DIRECTIVE A.
In the overview of the band Kailasa, list every musical instrument that is named individually rather than as a group.
DIRECTIVE B.
Using the overview of the band Kailasa, answer these:
(i) Who founded the band?
(ii) Which god is Mount Kailash said to be the abode of?
(iii) What two qualities does the band aim to infuse into its songs?
DIRECTIVE C.
Continue the overview of the band Kailasa from the point after its final sentence.

-- Start of SOURCE DOCUMENT --

Kailasa is an Indian fusion band, founded by Kailash Kher. The name of the band is taken from an accented pronunciation of Kailash's own name as well as Mount Kailash, the abode of Hindu God Shiva. Along with guitars, drums and keyboards, the band incorporates classical Indian instruments and sometimes traditional lyrics into their songs to infuse folk and a Sufi hue.

-- End of SOURCE DOCUMENT --
-- Start of SUPPLIED INFORMATION --

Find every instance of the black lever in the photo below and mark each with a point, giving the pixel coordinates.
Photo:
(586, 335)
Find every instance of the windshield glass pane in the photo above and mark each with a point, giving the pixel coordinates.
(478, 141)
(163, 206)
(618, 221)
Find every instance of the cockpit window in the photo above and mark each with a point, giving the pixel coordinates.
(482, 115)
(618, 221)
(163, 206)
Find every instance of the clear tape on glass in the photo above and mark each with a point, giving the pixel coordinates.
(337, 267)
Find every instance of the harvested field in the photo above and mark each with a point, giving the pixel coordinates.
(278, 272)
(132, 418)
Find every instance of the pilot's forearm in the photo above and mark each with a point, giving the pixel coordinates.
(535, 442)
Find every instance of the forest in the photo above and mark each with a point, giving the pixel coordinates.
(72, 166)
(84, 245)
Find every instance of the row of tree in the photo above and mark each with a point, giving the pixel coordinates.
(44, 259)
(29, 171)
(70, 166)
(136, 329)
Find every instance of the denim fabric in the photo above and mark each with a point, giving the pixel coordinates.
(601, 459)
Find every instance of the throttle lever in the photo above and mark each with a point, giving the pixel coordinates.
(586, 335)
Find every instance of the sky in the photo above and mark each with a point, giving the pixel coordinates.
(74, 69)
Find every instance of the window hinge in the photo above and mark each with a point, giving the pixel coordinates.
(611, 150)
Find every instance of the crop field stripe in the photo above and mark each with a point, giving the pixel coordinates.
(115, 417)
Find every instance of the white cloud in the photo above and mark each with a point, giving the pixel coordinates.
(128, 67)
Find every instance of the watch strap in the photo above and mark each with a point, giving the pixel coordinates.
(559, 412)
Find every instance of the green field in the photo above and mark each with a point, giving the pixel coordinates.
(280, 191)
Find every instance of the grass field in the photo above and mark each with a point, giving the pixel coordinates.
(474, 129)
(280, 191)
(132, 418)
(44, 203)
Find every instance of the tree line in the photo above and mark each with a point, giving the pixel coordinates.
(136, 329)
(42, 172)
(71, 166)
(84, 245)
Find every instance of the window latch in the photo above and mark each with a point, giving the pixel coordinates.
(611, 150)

-- End of SUPPLIED INFORMATION --

EXERCISE OUTPUT A.
Guitars, drums, keyboards

EXERCISE OUTPUT B.
(i) Kailash Kher
(ii) Shiva
(iii) Folk and a Sufi hue

EXERCISE OUTPUT C.
Band members
 Kailash Kher — Lead Vocals
 Paresh Kamath — Lead guitar, Keyboards, Backing Vocals
 Naresh Kamath — Bass guitar, Keyboards, Backing Vocals
 Kurt Peters — Drums
 Sanket sane  — Indian & Western Percussions, Backing Vocals
 Jose Neil Gomes – Saxophone, Violin, Acoustic Guitar, Flute
 Sameer Chiplunkar – Keyboard
 Jovian Soans – Audio Engineer
 Tapas Roy – Mandolin, Dulcimer

Musical style
Kailasa's music is a blend of medieval Indian music, Sufi and Western music. Lyrical themes though vary but the most distinct style of Kailash Kher is where he sings as through a female devotee/lover trying to persuade her deity/loved one. Fusion of love, worship and persuasion is inspired by the works of medieval Rajasthani poet Meerabai. Such an influence can be observed in songs 'Teri Deewani' and 'Albela Saajan' from their eponymous debut album. Similar theme can be found in another of their song 'Babam Bam' from the album 'Jhoomo Re' where the singer is persuading Lord Shiva.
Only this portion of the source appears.